* Brano proposto:
La spiritualità matriarcale non è una “religione” o una “teologia”, non è una “chiesa”, un “tempio”, una “sinagoga” o una “moschea”. Non ha “libri sacri” in cui è confinata la verità. Nessuno deve “credere” qualcosa che stenta a capire. La spiritualità matriarcale è la continua celebrazione di questo mondo e della vita. Per esprimerla, nel corso dei millenni, si è sviluppato un linguaggio di simboli che ha funzionato come base per la creazione di sistemi simbolici religiosi molto simili tra loro.  Questo linguaggio simbolico o “linguaggio della Dea” (Gimbutas) non ha bisogno di una fede cieca perché le immagini si spiegano da sole, sono immagini del cosmo e della terra.

La spiritualità matriarcale è la forma che meglio esprime la tolleranza nei gruppi di sorelle e fratelli, così come nelle nuove comunità, nei network e nella società nel suo insieme. Ha il potere di guarire la società e il mondo. Perché non dovremmo celebrare le innumerevoli visioni e i molteplici cammini spirituali e politici che in tanti già oggi seguono? E’ un tesoro spirituale di cui abbiamo molto bisogno in questi tempi. L’unico atteggiamento sgradito sarebbe l’intolleranza e lo zelo missionario.

* Istruzioni e requisiti: Nella prima frase del brano sulla spiritualità matriarcale, quali cose si dice che questa spiritualità non è? Elencale tutte.

* Sezione dati:
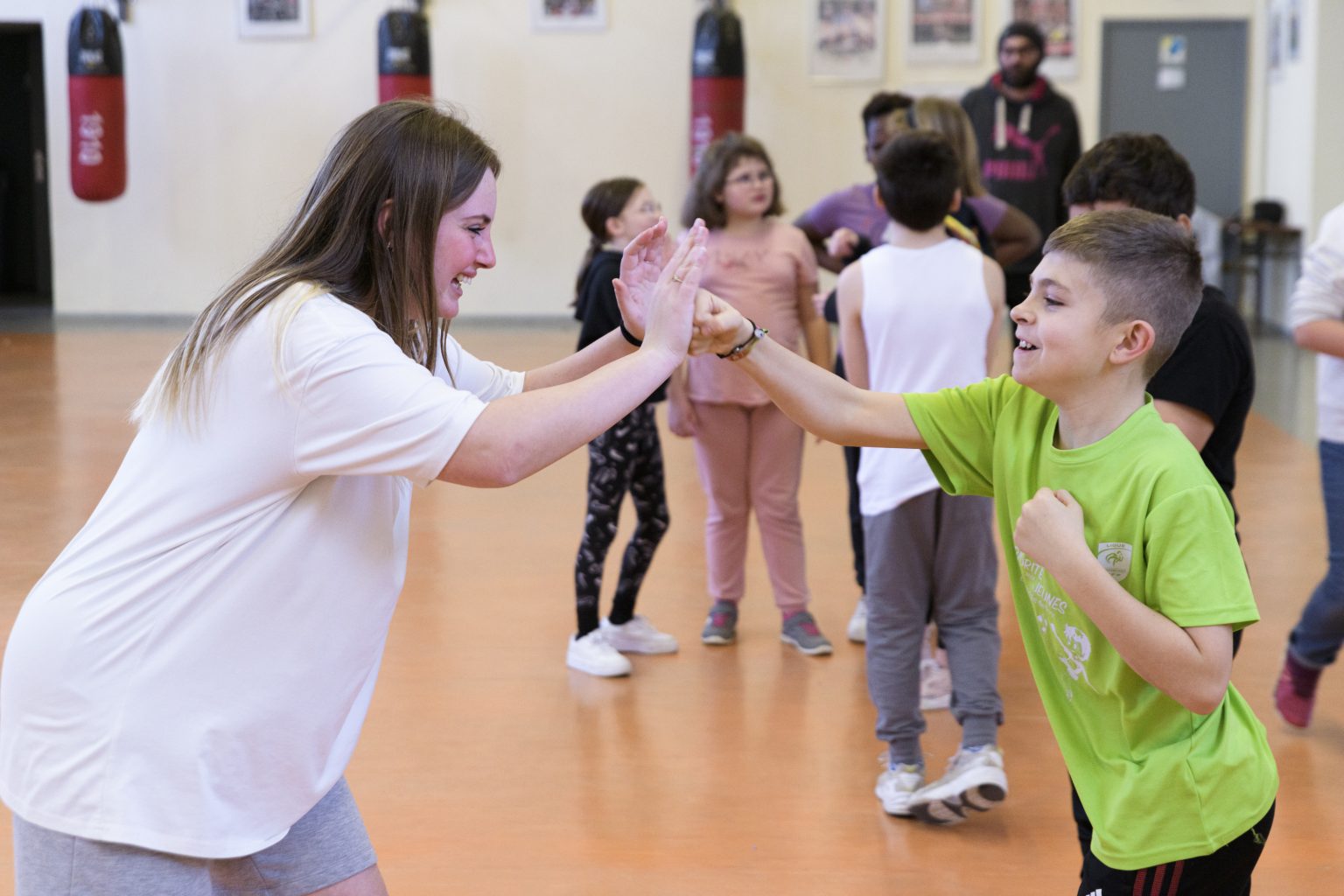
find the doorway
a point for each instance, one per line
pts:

* Risposta:
- religione
- teologia
- chiesa
- tempio
- sinagoga
- moschea